# AIM:
Please reproduce the forum post below about raising the precision of vpasolve, word for word and in full.

Increase precision of vpasolve method?

3 Ansichten (letzte 30 Tage)
I G
I G am 6 Sep. 2018
I am using vpasolve method to find solution of equation. It is necessary to compare solution with vpasolve for y with numerical solution of some other equation with ode45, where components of numerical solution with ode45bare stored in pv, variable for comparing is p4uk.
My goal is to get same plot, but there exist some difference. I have tried to find some mistake in my equations, but everything seems ok, I checked on different ways. So is there some solution to increase solution of vpasolve, where I can get good solution?
beta=1;
ri=2;
kn=0.1;
m=1;
a1=1;
a2=0.5;
sig=1;
[zv,pv]=ode45(@fun_z,[1 0],[1; 0; 0; 0]);
R=ri-zv*(ri-1);
p4uk=pv(:,1)+kn*pv(:,2)+kn^2*pv(:,3)+kn^3*pv(:,4);
warning('off','all');
syms y;
Pp = zeros(1,length(zv));
for j=1:length(zv)

# DATA EXTRACT:
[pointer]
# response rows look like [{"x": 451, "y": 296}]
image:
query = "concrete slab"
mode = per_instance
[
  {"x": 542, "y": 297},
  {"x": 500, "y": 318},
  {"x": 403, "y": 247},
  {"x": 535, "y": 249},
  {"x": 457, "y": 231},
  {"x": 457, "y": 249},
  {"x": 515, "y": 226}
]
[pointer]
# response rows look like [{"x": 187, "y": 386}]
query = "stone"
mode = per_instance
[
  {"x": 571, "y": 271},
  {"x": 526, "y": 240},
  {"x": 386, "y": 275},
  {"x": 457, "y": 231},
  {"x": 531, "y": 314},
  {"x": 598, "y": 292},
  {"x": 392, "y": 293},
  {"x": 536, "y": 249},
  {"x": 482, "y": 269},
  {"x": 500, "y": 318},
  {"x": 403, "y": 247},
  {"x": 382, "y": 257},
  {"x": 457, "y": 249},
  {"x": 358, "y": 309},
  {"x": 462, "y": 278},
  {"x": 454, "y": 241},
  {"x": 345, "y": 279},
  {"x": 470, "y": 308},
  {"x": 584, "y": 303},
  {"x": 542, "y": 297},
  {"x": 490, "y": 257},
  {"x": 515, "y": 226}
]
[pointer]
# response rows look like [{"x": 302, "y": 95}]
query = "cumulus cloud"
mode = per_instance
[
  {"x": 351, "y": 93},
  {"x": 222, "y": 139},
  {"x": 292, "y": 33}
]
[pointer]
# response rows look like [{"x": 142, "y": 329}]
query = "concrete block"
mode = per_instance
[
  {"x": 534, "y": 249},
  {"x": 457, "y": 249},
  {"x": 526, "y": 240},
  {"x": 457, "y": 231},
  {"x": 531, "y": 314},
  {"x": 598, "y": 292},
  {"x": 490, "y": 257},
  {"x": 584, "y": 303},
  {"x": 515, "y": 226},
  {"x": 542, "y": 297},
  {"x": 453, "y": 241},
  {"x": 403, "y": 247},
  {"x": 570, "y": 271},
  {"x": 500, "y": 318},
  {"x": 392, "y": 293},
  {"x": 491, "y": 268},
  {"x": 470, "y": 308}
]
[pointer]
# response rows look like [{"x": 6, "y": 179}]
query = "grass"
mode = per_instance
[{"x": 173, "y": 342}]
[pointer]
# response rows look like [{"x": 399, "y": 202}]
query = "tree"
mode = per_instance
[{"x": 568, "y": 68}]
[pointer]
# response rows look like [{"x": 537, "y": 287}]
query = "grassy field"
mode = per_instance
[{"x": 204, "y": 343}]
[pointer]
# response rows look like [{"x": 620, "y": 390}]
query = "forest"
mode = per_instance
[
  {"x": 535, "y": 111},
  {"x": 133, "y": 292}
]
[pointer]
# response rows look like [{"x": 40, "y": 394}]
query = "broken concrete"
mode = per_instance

# ANSWER:
Increase precision of vpasolve method?

3 Ansichten (letzte 30 Tage)
I G
I G am 6 Sep. 2018
I am using vpasolve method to find solution of equation. It is necessary to compare solution with vpasolve for y with numerical solution of some other equation with ode45, where components of numerical solution with ode45bare stored in pv, variable for comparing is p4uk.
My goal is to get same plot, but there exist some difference. I have tried to find some mistake in my equations, but everything seems ok, I checked on different ways. So is there some solution to increase solution of vpasolve, where I can get good solution?
beta=1;
ri=2;
kn=0.1;
m=1;
a1=1;
a2=0.5;
sig=1;
[zv,pv]=ode45(@fun_z,[1 0],[1; 0; 0; 0]);
R=ri-zv*(ri-1);
p4uk=pv(:,1)+kn*pv(:,2)+kn^2*pv(:,3)+kn^3*pv(:,4);
warning('off','all');
syms y;
Pp = zeros(1,length(zv));
for j=1:length(zv)